**Source passage:**
>> BEGIN

Sunday, October 7, 2018

Writing Output—Is Size Important?

I came to the conclusion years ago that I need to write faster. Actually, I should qualify that by saying, ‘faster without degenerating into rubbish’ because I’m sure I could rattle out thousands of words a day, if I wasn’t bothered about which words…

All I need are more words...
The quality of what I do is always uppermost in my mind, however. It’s the thing I worry about most (probably) as I write. I’ve heard all the advice that says you can fix a page but you can’t fix a blank page, but find this hard. Once I’ve written a scene, I find it incredibly difficult to pick that scene apart and slightly alter the slant of it. Far easier to point it in the right direction to start with. (In this case, the word ‘easier’ is used in its loosest sensein the same way that it’s far easier to prevent the glaciers melting in the first place than it is to reverse global warming. You get the idea.)

The result of this is that I tend to manage around a thousand words on a good day when I’m in the midst of a book. I have writer friends who can apparently produce ten times that amount. And yes, amazingly, they are still my friends!

Some of them use dictation software to achieve this. I’ve tried this method, but my somewhat mongrel accent seems to utterly confuse it, plus the delay between words spoken and some form of them appearing on the screen is disconcerting. I find myself quickly distracted.

>> END

**What you will do:**
- A) Decide whether each statement agrees with the writing-output post, answering yes or no and quoting the deciding words of the post: (i) On a good day mid-book, the writer manages around a thousand words. (ii) The writer finds it easy to rework the slant of a scene once it is written. (iii) Dictation software handles the writer's accent well.
- B) According to the writing-output post, how much can some of the writer's friends apparently produce compared with the writer?
- C) Extract the passage of the writing-output post between "The quality of" and "get the idea.)", inclusive.

**Collected data:**
>> BEGIN

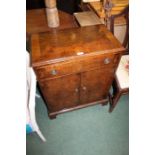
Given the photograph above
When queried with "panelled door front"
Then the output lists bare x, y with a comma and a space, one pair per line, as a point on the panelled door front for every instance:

>> END

**Task-by-task outputs:**
- A)
(i) Yes: "I tend to manage around a thousand words on a good day when I’m in the midst of a book."
(ii) No: "Once I’ve written a scene, I find it incredibly difficult to pick that scene apart and slightly alter the slant of it."
(iii) No: "my somewhat mongrel accent seems to utterly confuse it"

- B) Ten times the writer's amount.

- C)
The quality of what I do is always uppermost in my mind, however. It’s the thing I worry about most (probably) as I write. I’ve heard all the advice that says you can fix a page but you can’t fix a blank page, but find this hard. Once I’ve written a scene, I find it incredibly difficult to pick that scene apart and slightly alter the slant of it. Far easier to point it in the right direction to start with. (In this case, the word ‘easier’ is used in its loosest sensein the same way that it’s far easier to prevent the glaciers melting in the first place than it is to reverse global warming. You get the idea.)